Required tasks:
**a.** Answer these from the Dubai Fashion Week article:
(i) What score out of 10 did Lock give this season?
(ii) In what year did Lock found Australian Fashion Week?
(iii) What replaced the conventional ramp at the opening ceremony?
**b.** Reproduce the passage of the Dubai Fashion Week article starting with "Much like the" and going on through "should’ve known better.".

Source text:

--------------------------------

Posts Tagged: ‘DFW’

Locked & Loaded

October 26, 2011 Posted by Mgguzman

Dubai Fashion Week gets ready for some much-needed revamping. There has been a lot of hype surrounding Dubai Fashion Week Spring/Summer 2012 edition, mainly because this year ushers in newcomer to the region, Simon P Lock, as its creative director.
Much like the hype and sadly the following disappointment surrounding President Barack Obama, there was hope, but not much else. With minimal attendance in the mornings from industry professionals and a few mediocre collections inserted throughout the four-day event, DFW presented more a promise of what’s to come, rather than the execution of what was anticipated by supporters.

Dubai Fashion Week still has a long way to go. Lock openly admits this. He knows change can’t happen over night — or in this case, in a single season. Perhaps the biggest mistake was promising too much and elevating expectations to an unrealistic level. The relevant media just should’ve known better.
While the founder and visionary behind Australian Fashion Week, what actually makes Lock most credible is this particular ability to concede that DFW won’t transform into Paris Fashion Week in just one season. Yet, unfortunately, that realism still doesn’t garner the desired international buyers, and it definitely doesn’t place the key media players in the front row — not yet, anyway.
I got to sit with Lock in June when it was announced that the man praised as single-handedly making Australian Fashion Week the success it is today, was going to attempt to do the same for the shunned Dubai fashion scene. As the previous Managing director of IMG Asia Pacific, this seemed like the first right move Capital Marketing had made in seasons of amateur mistakes.

“I give this season a two out of 10,” confessed Lock. “We still have quite a way to go.” This is understandably so. With a history of less-than-inspirational design, DFW has become regarded as a lackluster tradeshow for fashion entrepreneurs — rather than designers — unable to garner the financial backing to make it on their own.
“We need to improve content now,” stated Lock. “Most noticed a technical improvement,” he continued. “We don’t have runways anymore. We have international catwalks,” he said referring to the opening ceremony, which replaced the conventional ramp with Emirati sand and juxtaposed it against a virtual backdrop of the Dubai’s contemporary skyline.

“The opening ceremony really set the tone,” stated Lock. “It was to celebrate the cultural influence that inspires many DFW designers.” He went on to explain the concept, which was to show the marrying of the often rigid dichotomy of tradition and modernity. “On the horse, led by an Emirati man in traditional costume, sat a beautiful European blonde, representing modernity,” he said, innocently unaware of his offensive insinuation that an Arab, brunette woman must represent the opposite.

While Lock may need a buffer period to understand the culture and the industry, one thing he definitely knows is fashion and what it takes to catapult Dubai into the international fashion scene. He has already made great strides. With better sponsors, more artistically creative shows, DFW is headed into the right direction. Possibly his most impressive feat this season was obtaining the patronage of Dubai Culture and Art Authority for this event. “Our vision and commitment to become ‘The Middle East Fashion Week’ is long-term and you will start to see some positive changes this season.”

However, don’t misunderstand the tone of this article. It should tell you that there is hope. If one man can lead the way to materialize that hope into something worthwhile, it is Simon Lock. He founded Australian Fashion Week in 1996, and less than a decade later, exponentially raised its profile to become respected by the international fashion industry and included on the fashion week circuit. Lock could just be the man to make DFW the Middle Eastern Fashion Week.

--------------------------------

Collected data:

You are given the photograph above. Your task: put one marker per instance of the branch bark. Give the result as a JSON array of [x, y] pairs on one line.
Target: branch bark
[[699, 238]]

--------------------------------

Outputs in order:
**a.**
(i) Two out of 10.
(ii) 1996.
(iii) Emirati sand.

**b.**
Much like the hype and sadly the following disappointment surrounding President Barack Obama, there was hope, but not much else. With minimal attendance in the mornings from industry professionals and a few mediocre collections inserted throughout the four-day event, DFW presented more a promise of what’s to come, rather than the execution of what was anticipated by supporters.

Dubai Fashion Week still has a long way to go. Lock openly admits this. He knows change can’t happen over night — or in this case, in a single season. Perhaps the biggest mistake was promising too much and elevating expectations to an unrealistic level. The relevant media just should’ve known better.